* start SELECTED PASSAGE *

I recently visited Six Flags in Illinois – a massive and totally awesome theme park. The purchase journey presented a number of options to buy the tickets: Mobile, Print, Collect and Post. Everyone one of them was a pain in the ass option with the exception of mobile. Who prints stuff when they’re on holiday? How many foreign travellers have a US address? Who wants to wait in line to collect tickets? However, I do have a mobile. To me, that was the only relevant option. Going frictionless means making it easy for me, the consumer, to engage with your business. What I’m seeing in the market is large scale failure in going frictionless by the majority and insane levels of success by those that are getting it right. And the gap between leaders and laggards is growing.

Going Frictionless: The Story

We are all consumers. You absolutely must create product and services that are simple, accessible and work to deliver frictionless consumer experiences. It’s the new norm.  Consumers expect companies to have their house in order.  Going frictionless is today’s brand challenge.

Know that there are two important audiences going frictionless needs to cater for:

  • The consumer; we must deliver seamless and consistent engagement across all touch points in the journey.

* end SELECTED PASSAGE *
* start SUPPLIED MATERIAL *

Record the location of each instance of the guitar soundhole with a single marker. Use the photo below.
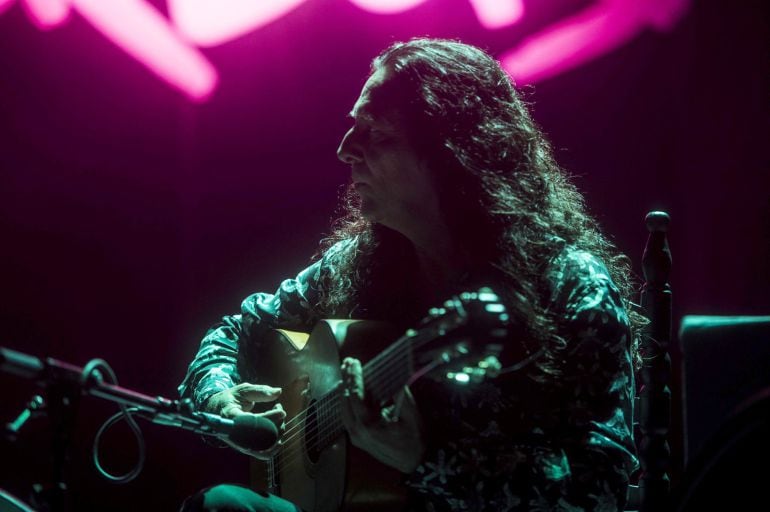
(312, 433)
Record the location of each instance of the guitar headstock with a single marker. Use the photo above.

* end SUPPLIED MATERIAL *

• DIRECTIONS: Reproduce the passage on going frictionless word for word, from start to end. None of the lines above are needed.

• OUTPUT BELOW:
I recently visited Six Flags in Illinois – a massive and totally awesome theme park. The purchase journey presented a number of options to buy the tickets: Mobile, Print, Collect and Post. Everyone one of them was a pain in the ass option with the exception of mobile. Who prints stuff when they’re on holiday? How many foreign travellers have a US address? Who wants to wait in line to collect tickets? However, I do have a mobile. To me, that was the only relevant option. Going frictionless means making it easy for me, the consumer, to engage with your business. What I’m seeing in the market is large scale failure in going frictionless by the majority and insane levels of success by those that are getting it right. And the gap between leaders and laggards is growing.

Going Frictionless: The Story

We are all consumers. You absolutely must create product and services that are simple, accessible and work to deliver frictionless consumer experiences. It’s the new norm.  Consumers expect companies to have their house in order.  Going frictionless is today’s brand challenge.

Know that there are two important audiences going frictionless needs to cater for:

  • The consumer; we must deliver seamless and consistent engagement across all touch points in the journey.